● What you need to do
Retype the data below verbatim; pictures do not belong in the copy.

(Dataset entries)
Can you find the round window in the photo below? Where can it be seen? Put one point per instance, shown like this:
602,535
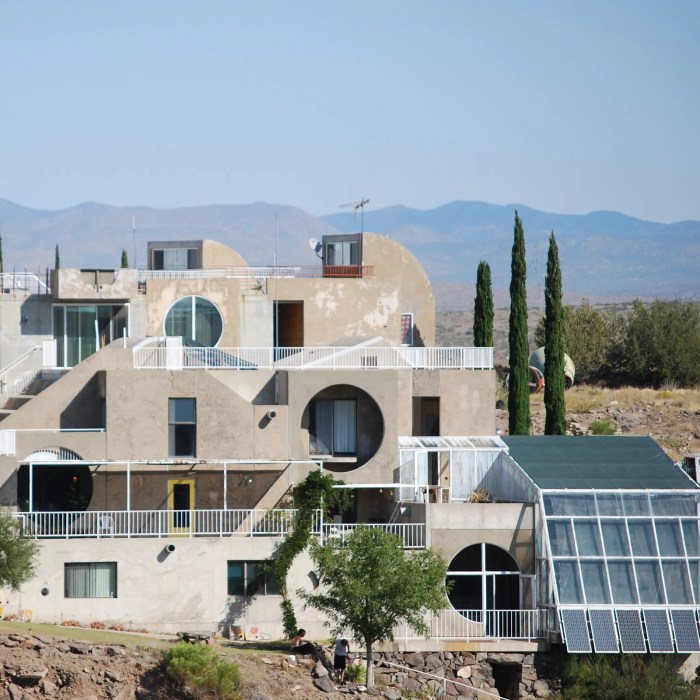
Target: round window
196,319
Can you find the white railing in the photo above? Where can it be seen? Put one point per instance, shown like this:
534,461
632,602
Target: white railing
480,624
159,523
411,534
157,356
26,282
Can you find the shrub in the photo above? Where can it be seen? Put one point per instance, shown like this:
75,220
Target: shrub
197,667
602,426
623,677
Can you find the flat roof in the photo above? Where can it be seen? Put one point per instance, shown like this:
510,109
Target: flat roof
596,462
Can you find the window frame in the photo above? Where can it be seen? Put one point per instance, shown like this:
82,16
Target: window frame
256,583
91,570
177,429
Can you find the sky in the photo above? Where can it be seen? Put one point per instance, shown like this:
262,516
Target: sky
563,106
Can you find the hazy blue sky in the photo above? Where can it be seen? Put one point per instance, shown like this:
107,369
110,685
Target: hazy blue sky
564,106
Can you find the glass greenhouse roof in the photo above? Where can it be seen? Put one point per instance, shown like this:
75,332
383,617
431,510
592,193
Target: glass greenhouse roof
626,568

● Answer
Can you find the round window in the photo below? Where can it be seen? Put one point per instance, shown like this:
602,535
Target: round window
196,319
Can you find the white railing in the photo above? Where can it be seen? Put one point per instance, shown like this:
534,461
632,602
Target: white railing
480,624
159,523
411,534
157,356
26,282
Can you find the shrub in the photo above? Where can it be seen? Put one point per instance, shown like this:
75,220
Target: shrub
197,667
602,426
623,677
Can you find the flat roof in the photo above? Where can it be seen? Put one point per instance, shown like this:
510,109
Target: flat roof
596,462
Can you find the window frame in the photo above? Where can it be seen? Put one point per instance, shown like this:
82,16
Target: window frame
256,583
91,570
177,429
Can you find the sky in the photo above? Where can it be seen? Put one point per instance, shown like this:
262,516
Target: sky
563,106
Can you find the hazy blue sky in the photo above? Where can it be seen? Put one point per instance, shown like this:
107,369
110,685
Target: hazy blue sky
564,106
Can you find the glass greenhouse roof in the photo above? Where can it be seen? Put one point per instance, shown like this:
75,332
383,617
431,510
592,193
Target: glass greenhouse roof
626,568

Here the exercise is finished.